[start of Excerpted records]
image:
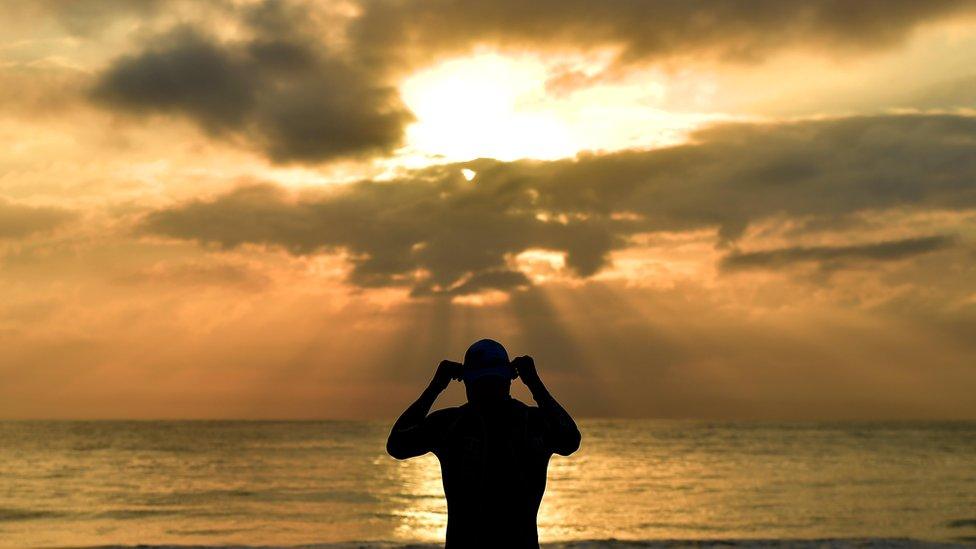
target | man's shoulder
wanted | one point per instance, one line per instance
(445, 414)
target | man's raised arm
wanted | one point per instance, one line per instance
(409, 437)
(561, 431)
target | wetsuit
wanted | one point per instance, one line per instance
(493, 463)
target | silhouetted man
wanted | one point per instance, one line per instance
(494, 450)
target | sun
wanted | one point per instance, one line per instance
(500, 106)
(485, 106)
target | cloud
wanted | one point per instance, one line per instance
(434, 231)
(285, 95)
(832, 257)
(726, 30)
(18, 221)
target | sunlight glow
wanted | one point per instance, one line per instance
(505, 107)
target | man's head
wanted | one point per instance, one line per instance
(487, 372)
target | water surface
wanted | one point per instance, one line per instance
(288, 483)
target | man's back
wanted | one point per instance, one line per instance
(494, 452)
(493, 463)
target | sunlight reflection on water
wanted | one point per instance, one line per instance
(288, 483)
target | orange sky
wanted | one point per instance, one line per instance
(296, 209)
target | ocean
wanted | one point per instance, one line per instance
(224, 483)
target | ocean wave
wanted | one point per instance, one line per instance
(820, 543)
(10, 515)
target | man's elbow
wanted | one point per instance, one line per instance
(396, 450)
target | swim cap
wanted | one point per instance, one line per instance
(486, 357)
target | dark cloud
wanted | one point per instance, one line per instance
(286, 95)
(17, 221)
(644, 30)
(438, 232)
(832, 257)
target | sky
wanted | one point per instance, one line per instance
(713, 210)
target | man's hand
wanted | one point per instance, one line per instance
(446, 371)
(525, 367)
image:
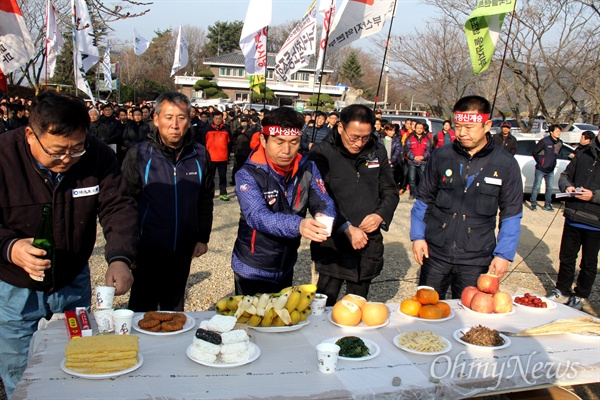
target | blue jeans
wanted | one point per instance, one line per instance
(414, 172)
(20, 311)
(537, 183)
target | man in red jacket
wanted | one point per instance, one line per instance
(218, 137)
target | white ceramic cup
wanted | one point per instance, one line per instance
(327, 221)
(318, 304)
(104, 320)
(327, 355)
(104, 297)
(122, 319)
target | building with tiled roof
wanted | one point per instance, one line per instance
(232, 79)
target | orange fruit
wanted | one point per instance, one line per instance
(347, 313)
(444, 307)
(356, 299)
(410, 307)
(430, 312)
(427, 296)
(374, 313)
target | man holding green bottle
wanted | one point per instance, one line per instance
(53, 161)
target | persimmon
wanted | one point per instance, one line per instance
(410, 307)
(444, 307)
(427, 296)
(430, 312)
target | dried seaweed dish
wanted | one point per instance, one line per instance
(483, 336)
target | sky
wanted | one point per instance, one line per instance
(165, 14)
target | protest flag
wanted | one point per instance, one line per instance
[end of Excerpted records]
> **Task objective**
Can you give the items as a numbered list from the line with "target | sunlight reflection on water" through the end of the items, with blank lines dropped and the pictures left out?

> **Result of this exercise**
1. target | sunlight reflection on water
2. wanted | one point per instance, one line per instance
3. (288, 483)
4. target | orange sky
5. wanted | one point per instance, one line per instance
6. (296, 209)
7. target | ocean
8. wanted | one point per instance, one line per instance
9. (224, 483)
10. target | ocean wave
11. wanted | one point per instance, one line per instance
12. (820, 543)
13. (10, 515)
14. target | man's elbow
15. wanted | one point per instance, one line per instance
16. (396, 450)
17. target | swim cap
18. wanted | one point per instance, one line per instance
19. (486, 357)
20. target | dark cloud
21. wanted | one point per instance, one line per instance
22. (286, 95)
23. (17, 221)
24. (644, 30)
25. (438, 232)
26. (832, 257)
27. target | sky
28. wanted | one point per instance, one line per instance
29. (713, 210)
30. target | man's hand
31. wanted | one point per instance, one line per instance
32. (446, 371)
33. (525, 367)
34. image:
35. target | blue jeans
36. wanted | one point per instance, one line per instance
37. (414, 172)
38. (20, 311)
39. (537, 183)
40. target | man in red jacket
41. wanted | one point per instance, one line per instance
42. (218, 137)
43. target | white ceramic cup
44. wanted | one point per instance, one line per instance
45. (327, 221)
46. (318, 304)
47. (104, 320)
48. (327, 355)
49. (104, 297)
50. (122, 319)
51. target | building with tiled roof
52. wanted | one point per instance, one line per instance
53. (232, 79)
54. target | orange fruit
55. wanted | one point per instance, one line per instance
56. (347, 313)
57. (444, 307)
58. (356, 299)
59. (410, 307)
60. (430, 312)
61. (427, 296)
62. (374, 313)
63. target | man holding green bottle
64. wanted | one point per instance, one line per instance
65. (53, 161)
66. target | persimmon
67. wanted | one point per instance, one line per instance
68. (410, 307)
69. (444, 307)
70. (427, 296)
71. (430, 312)
72. target | dried seaweed dish
73. wanted | one point per instance, one line per instance
74. (483, 336)
75. target | sky
76. wanted | one point per instance, one line per instance
77. (165, 14)
78. target | protest flag
79. wanted | one point per instance, one line per instance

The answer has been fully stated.